Copy out all of the records. Keep every word exact.

(Saved data entries)
━━━━━━━━

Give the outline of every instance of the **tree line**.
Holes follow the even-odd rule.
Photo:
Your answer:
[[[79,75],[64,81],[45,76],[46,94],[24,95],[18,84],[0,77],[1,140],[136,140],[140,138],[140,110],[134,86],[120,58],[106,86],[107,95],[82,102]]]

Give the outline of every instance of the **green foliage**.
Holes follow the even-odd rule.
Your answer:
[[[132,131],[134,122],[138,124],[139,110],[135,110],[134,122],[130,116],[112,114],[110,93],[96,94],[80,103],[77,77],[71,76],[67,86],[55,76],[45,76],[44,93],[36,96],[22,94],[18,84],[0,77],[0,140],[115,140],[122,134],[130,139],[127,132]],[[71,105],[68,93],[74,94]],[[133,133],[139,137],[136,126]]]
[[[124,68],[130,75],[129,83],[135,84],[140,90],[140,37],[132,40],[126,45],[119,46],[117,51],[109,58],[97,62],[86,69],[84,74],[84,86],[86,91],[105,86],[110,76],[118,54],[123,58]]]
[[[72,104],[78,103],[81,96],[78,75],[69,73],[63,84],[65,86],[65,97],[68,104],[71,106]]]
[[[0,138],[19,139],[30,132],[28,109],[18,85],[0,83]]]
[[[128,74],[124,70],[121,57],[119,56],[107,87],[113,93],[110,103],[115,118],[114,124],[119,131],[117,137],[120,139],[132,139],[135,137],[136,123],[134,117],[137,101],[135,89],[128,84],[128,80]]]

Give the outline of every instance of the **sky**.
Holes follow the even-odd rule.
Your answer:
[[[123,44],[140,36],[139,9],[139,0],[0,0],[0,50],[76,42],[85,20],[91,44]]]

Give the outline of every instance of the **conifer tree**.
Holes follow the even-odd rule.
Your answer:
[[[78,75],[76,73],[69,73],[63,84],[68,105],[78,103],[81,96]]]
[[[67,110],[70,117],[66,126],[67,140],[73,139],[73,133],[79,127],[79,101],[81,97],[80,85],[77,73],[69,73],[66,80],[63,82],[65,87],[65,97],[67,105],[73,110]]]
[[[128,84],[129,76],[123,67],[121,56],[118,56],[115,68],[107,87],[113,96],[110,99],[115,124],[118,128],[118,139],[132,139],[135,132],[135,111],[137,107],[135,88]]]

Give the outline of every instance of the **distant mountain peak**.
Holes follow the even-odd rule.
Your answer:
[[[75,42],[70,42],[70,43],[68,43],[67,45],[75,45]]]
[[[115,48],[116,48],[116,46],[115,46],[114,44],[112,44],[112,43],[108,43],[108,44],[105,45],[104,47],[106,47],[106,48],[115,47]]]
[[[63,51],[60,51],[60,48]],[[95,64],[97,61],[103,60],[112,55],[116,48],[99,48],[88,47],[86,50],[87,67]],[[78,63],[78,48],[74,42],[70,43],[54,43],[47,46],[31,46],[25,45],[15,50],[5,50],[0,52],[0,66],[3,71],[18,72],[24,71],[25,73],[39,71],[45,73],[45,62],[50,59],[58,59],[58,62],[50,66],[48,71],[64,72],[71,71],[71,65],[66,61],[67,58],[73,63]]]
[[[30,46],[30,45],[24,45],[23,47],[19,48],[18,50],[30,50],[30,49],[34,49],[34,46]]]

━━━━━━━━

- **ANSWER BELOW**:
Give the outline of every instance of the **tree line**.
Holes follow the even-odd rule.
Photo:
Your answer:
[[[79,75],[64,81],[45,76],[46,94],[24,95],[18,84],[0,77],[1,140],[136,140],[140,138],[140,110],[134,86],[120,58],[106,86],[107,95],[82,102]]]

Give the outline of every instance of the **green foliage**.
Holes follow the even-odd rule.
Your answer:
[[[132,131],[134,122],[138,124],[139,110],[135,110],[134,122],[130,116],[112,114],[110,93],[96,94],[80,103],[77,77],[71,76],[67,86],[55,76],[45,76],[44,93],[36,96],[22,94],[18,84],[0,77],[0,140],[115,140],[122,134],[130,139],[127,132]],[[71,105],[68,93],[74,94]],[[133,133],[139,137],[136,126]]]
[[[124,68],[130,75],[129,83],[135,84],[140,90],[140,37],[132,40],[126,45],[119,46],[117,51],[109,58],[97,62],[86,69],[84,74],[84,86],[86,91],[105,86],[110,76],[118,54],[123,58]]]
[[[72,104],[78,103],[81,96],[78,75],[69,73],[63,84],[65,86],[65,97],[68,104],[71,106]]]
[[[0,138],[19,139],[30,132],[28,109],[18,85],[0,83]]]
[[[128,74],[124,70],[121,57],[119,56],[107,87],[113,93],[110,103],[115,118],[114,124],[119,131],[117,137],[120,139],[132,139],[135,137],[136,123],[134,117],[137,101],[135,89],[128,84],[128,80]]]

Give the outline of every instance of the **sky**.
Holes follow the even-odd rule.
Your answer:
[[[123,44],[140,36],[139,9],[139,0],[0,0],[0,50],[76,42],[85,20],[91,44]]]

Give the outline of every instance of the **conifer tree**.
Holes follow the even-odd rule.
Your answer:
[[[78,75],[76,73],[69,73],[63,84],[68,105],[78,103],[81,96]]]
[[[67,110],[70,117],[66,126],[67,140],[73,139],[73,133],[79,127],[79,101],[81,97],[80,85],[77,73],[69,73],[66,80],[63,82],[65,87],[65,97],[67,105],[73,110]]]
[[[128,84],[129,76],[123,67],[121,56],[118,56],[115,68],[107,87],[113,96],[110,99],[115,124],[118,128],[118,139],[132,139],[135,132],[135,111],[137,107],[135,88]]]

Give the outline of every instance of the **distant mountain peak**.
Holes follow the even-odd rule.
Your answer:
[[[75,42],[70,42],[70,43],[68,43],[67,45],[75,45]]]
[[[115,48],[116,48],[116,46],[115,46],[114,44],[112,44],[112,43],[108,43],[108,44],[105,45],[104,47],[106,47],[106,48],[115,47]]]
[[[63,51],[60,51],[60,48]],[[95,64],[97,61],[103,60],[112,55],[116,48],[99,48],[88,47],[86,50],[87,67]],[[78,63],[78,48],[74,42],[70,43],[54,43],[47,46],[31,46],[25,45],[15,50],[5,50],[0,52],[0,66],[3,71],[18,72],[24,71],[25,73],[39,71],[45,73],[45,62],[50,59],[58,59],[58,62],[50,66],[48,71],[64,72],[71,71],[71,65],[66,61],[67,58],[73,63]]]
[[[30,46],[30,45],[24,45],[23,47],[19,48],[18,50],[30,50],[30,49],[34,49],[34,46]]]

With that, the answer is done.